>>>>>
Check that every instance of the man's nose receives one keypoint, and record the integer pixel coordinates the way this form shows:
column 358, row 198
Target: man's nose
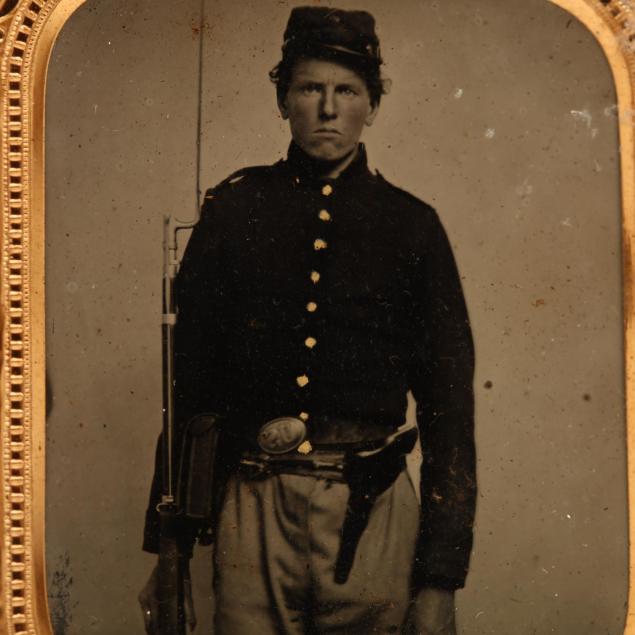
column 328, row 107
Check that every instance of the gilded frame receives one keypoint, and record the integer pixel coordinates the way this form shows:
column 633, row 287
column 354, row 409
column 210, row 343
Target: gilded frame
column 28, row 29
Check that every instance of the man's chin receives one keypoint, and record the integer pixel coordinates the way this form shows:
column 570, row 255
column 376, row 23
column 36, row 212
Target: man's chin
column 326, row 153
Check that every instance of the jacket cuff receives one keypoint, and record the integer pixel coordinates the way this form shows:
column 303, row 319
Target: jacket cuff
column 441, row 566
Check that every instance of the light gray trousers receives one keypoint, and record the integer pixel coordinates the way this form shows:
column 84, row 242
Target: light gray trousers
column 277, row 543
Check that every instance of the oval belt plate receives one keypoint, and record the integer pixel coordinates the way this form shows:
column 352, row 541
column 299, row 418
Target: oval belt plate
column 281, row 435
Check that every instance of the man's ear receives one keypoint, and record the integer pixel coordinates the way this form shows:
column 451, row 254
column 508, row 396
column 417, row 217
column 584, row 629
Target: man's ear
column 282, row 106
column 372, row 113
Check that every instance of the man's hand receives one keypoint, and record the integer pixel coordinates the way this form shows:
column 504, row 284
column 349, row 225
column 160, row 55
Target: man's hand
column 432, row 613
column 148, row 600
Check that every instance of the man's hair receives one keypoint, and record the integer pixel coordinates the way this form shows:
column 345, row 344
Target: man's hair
column 282, row 74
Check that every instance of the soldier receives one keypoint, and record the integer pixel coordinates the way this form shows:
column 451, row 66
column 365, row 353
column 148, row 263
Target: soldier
column 312, row 296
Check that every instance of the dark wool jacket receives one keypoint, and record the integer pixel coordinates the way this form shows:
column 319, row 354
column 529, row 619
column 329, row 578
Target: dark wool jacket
column 333, row 298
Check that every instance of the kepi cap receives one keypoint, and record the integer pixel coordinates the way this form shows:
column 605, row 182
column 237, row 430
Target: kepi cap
column 332, row 31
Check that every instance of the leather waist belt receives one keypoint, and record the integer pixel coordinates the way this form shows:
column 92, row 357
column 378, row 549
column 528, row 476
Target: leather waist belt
column 286, row 434
column 368, row 474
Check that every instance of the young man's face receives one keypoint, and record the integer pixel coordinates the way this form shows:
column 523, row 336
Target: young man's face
column 327, row 105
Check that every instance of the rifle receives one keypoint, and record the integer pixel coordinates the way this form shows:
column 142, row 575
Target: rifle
column 172, row 564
<<<<<
GIVEN PROBLEM: Express all of the data above as a JSON list of strings, one string per line, omitting blank lines. Leave the picture out of the answer.

RESULT:
[
  "Check that every instance of the man's nose receives one keypoint, and record the integer pixel coordinates the way this form shows:",
  "column 358, row 198",
  "Target: man's nose",
  "column 328, row 107",
  "Check that every instance of the gilded frame receives one keypoint, and record the integer pixel coordinates the way this form shows:",
  "column 633, row 287",
  "column 354, row 409",
  "column 210, row 343",
  "Target: gilded frame",
  "column 28, row 29",
  "Check that every instance of the man's chin receives one keypoint, and record the integer pixel coordinates the way this form shows:",
  "column 570, row 255",
  "column 376, row 23",
  "column 36, row 212",
  "Target: man's chin",
  "column 326, row 153",
  "Check that every instance of the jacket cuff receives one keypoint, and record the integer pixel coordinates the way this form shows:",
  "column 303, row 319",
  "Target: jacket cuff",
  "column 441, row 566",
  "Check that every instance of the light gray trousers receives one keypoint, and record the integer pixel coordinates the way this form shows:",
  "column 84, row 242",
  "Target: light gray trousers",
  "column 277, row 543",
  "Check that every instance of the oval belt plate receives one keypoint, and record the integer pixel coordinates the way this form shows:",
  "column 352, row 541",
  "column 299, row 418",
  "Target: oval belt plate",
  "column 281, row 435",
  "Check that every instance of the man's ear receives one keypoint, and record the integer pixel coordinates the way this form shows:",
  "column 451, row 254",
  "column 508, row 396",
  "column 417, row 217",
  "column 584, row 629",
  "Target: man's ear",
  "column 282, row 106",
  "column 372, row 113",
  "Check that every instance of the man's hand receives one keypoint, and record the integer pixel coordinates the way this form shows:",
  "column 504, row 284",
  "column 349, row 225",
  "column 160, row 55",
  "Target: man's hand",
  "column 432, row 613",
  "column 148, row 600",
  "Check that every instance of the man's hair receives one keypoint, and record the integer pixel coordinates the way this form shows:",
  "column 345, row 344",
  "Target: man's hair",
  "column 282, row 74",
  "Check that every instance of the soldier receives one keypoint, and record the integer pixel coordinates the way this form shows:",
  "column 451, row 66",
  "column 365, row 353",
  "column 148, row 263",
  "Target: soldier",
  "column 312, row 296",
  "Check that every instance of the dark wool jacket receives one keypoint, and record the integer pixel coordinates the way this form shows:",
  "column 319, row 354",
  "column 529, row 619",
  "column 329, row 578",
  "Target: dark wool jacket",
  "column 333, row 298",
  "Check that every instance of the kepi cap receives one keypoint, and record the integer pixel coordinates the way this form shows:",
  "column 605, row 182",
  "column 237, row 430",
  "Target: kepi cap",
  "column 332, row 31",
  "Check that every instance of the leather waist belt receives one keypoint, and record the integer pixel coordinates the way this form shows:",
  "column 92, row 357",
  "column 378, row 549",
  "column 528, row 476",
  "Target: leather waist belt",
  "column 286, row 434",
  "column 368, row 474",
  "Check that every instance of the young man's face receives one keypoint, and record the integer pixel coordinates the way this form shows:",
  "column 523, row 336",
  "Target: young man's face",
  "column 327, row 105",
  "Check that every instance of the rifle receives one keypoint, and record the integer pixel coordinates the way this form shows:",
  "column 142, row 575",
  "Target: rifle",
  "column 172, row 564"
]